Reading passage >>

======

They’re back! They’re really back! This is a review, it really is, but to begin with anything other than flat-out glee that this marvelous, irreverent, stupid-like-a-fox show has returned would be disingenuous. And while you can chalk some of this next assertion up to projection on this writer’s part (psychological projection, not the astral sort), that oh-thank-god-let’s-have-some-dumb-fun energy seems to exist on both sides of the screen. While there’s an unavoidably melancholy streak to “Ground Control To Sara Lance,” there’s also a palpable sense of possibility, from Astra’s adventures out of hell (and apparent disinterest in a permanent place amongst the Legends) and John and Zari’s whole deal to David Frickin’ Bowie inadvertently revealing to Ava and company that Sara’s prepared to propose. And as always with the start of a new Legends season, there’s the energy that comes with a new pure-chaos problem, this time the scattering of a whole shit-ton of aliens (and maybe some other beings?) through the timeline.
So yeah, pretty glad this show is back—and so, it seems, is the show itself.
That doesn’t mean that “Ground Control To Sara Lance,” written by James Eagan & Mark Bruner and directed by Kevin Mock, is without either flaws or sadness. When it comes to the latter, it would be strange if there weren’t. Is it any surprise that a storyline in which the team is abruptly confronted with a reality-shifting crisis, one which puts nearly all its members well outside their comfort zones, would resonate with the writers and cast? That after the year and change we’ve all had, they might be drawn to a plot that’s rooted in the tension between helplessness and urgency? Legends being Legends, the episode never tips entirely into mournful territory (this ain’t Arrow, and Barry Allen’s not around to suggest that he sacrifice himself to save Sara through the power of the speed force and/or love), but Ava Sharpe’s the one driving this bus, and she never for a moment forgets what’s at stake or stops thinking about what might be happening to the Space Girl.

======

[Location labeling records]
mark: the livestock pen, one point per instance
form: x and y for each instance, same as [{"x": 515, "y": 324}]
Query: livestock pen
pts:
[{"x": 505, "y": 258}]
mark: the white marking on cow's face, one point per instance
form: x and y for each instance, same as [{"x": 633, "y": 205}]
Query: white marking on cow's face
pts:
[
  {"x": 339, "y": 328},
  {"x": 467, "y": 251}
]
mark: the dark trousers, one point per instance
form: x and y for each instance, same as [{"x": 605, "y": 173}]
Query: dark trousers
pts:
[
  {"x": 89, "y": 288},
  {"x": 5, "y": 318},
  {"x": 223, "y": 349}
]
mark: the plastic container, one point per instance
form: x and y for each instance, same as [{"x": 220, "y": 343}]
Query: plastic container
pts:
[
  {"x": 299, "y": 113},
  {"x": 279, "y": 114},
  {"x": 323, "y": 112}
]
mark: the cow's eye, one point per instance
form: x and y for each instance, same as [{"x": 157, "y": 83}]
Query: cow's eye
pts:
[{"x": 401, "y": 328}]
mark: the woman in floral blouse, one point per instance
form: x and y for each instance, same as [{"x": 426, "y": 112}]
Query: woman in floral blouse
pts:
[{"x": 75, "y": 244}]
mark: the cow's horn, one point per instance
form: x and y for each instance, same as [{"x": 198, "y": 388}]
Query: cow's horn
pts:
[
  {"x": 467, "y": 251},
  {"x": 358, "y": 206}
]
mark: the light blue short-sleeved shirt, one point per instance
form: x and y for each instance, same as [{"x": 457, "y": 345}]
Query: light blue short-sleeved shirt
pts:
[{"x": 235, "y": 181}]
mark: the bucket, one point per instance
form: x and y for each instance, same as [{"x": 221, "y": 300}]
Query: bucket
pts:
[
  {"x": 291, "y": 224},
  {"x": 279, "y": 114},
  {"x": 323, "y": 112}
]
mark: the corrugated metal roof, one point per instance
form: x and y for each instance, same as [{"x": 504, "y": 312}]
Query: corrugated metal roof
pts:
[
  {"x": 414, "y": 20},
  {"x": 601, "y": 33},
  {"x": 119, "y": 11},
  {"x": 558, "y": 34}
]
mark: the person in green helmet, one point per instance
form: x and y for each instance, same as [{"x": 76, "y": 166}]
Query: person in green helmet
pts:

======

Actions to take >>
(1) Name every person the Legends episode review credits with writing or directing "Ground Control To Sara Lance."
(2) Resume the Legends episode review, picking up right after its last sentence.

Results by task >>
(1) James Eagan, Mark Bruner, Kevin Mock

(2)
So let’s begin with Ava and the rest of the Legends, at least those who weren’t abducted by aliens. The action picks up with our heroes still in London in 1977, either waking from, wrapping up, or still living out the previous night’s festivities. All except Mick, that is, who seems to have so thoroughly embraced fatherhood that he does more than his fair share of scolding. After waking Ava from a little puke-nap in the Waverider’s lone bathroom, the pair head off to round up Zari and John (casually doing some casual morning-after chat), Astra (gambling with suckers), Behrad (chatting up a member of the Queen’s Guard), and Nate (telling David Frickin’ Bowie* his sad love story). By complete coincidence, David Frickin’ Bowie happened to get film of Sara on his Super 8, first as she tells him she’s planning to propose to Ava, and then as she’s being sucked up into space by a “blue light funk,” as David Frickin’ Bowie puts it.
And just like that, we’ve got space adventures! The team spends most of the episode reeling from not only Sara’s abduction, but also from the fact that none of their skills, knowledge, or tech seem particularly useful. So Ava turns, as many of us do in such moments, to being productive. It’s a very useful way to keep the feelings at bay, and Sara’s not lost, she’s pre-found, thank you very much. But when Gideon figures out that the appearance of the spaceship above London is itself a time aberration, it becomes clear that it’s at least sort of their territory, and they head out to follow whatever absurd leads they might have. Among them: Aleister Crowley’s alien magic (via The Book Of The Law), an old tabloid, and a green smoothie made with 100% organic alien cocoon. Macallan continues to balance the comic appeal of Ava’s type-A tendencies with genuine feeling, and does so expertly here.
But about that cocoon: John, Astra, and Zari’s search for a magical means of locating Sara leads them to Gary’s bedroom, where they find an alien cocoon and glasses that the Doctor (you know the one)** would probably call a shimmer. Because hey, it turns out that Gary’s an alien, and he’s engaged to his boss Kayla, who ate Spartacus for lunch.
The latest Gary retcon/reboot works a little better than the previous Gary retcons/reboots (count ‘em!) for a few reasons. Among them: Adam Tsekhman’s physical acting before his alien form once again puts the specs on his face, which somehow makes it clear that the alien in question is Gary long before it’s revealed; Tsekhman’s performance as Zari-as-Gary, which is even more spot-on; and especially the fact that yet another major change in who Gary is and what it’s about has occurred, which makes the frequency with which that character has mutated seem like a feature, not a bug. Gary’s a walking plot device! Maybe next season we’ll meet his evil twin!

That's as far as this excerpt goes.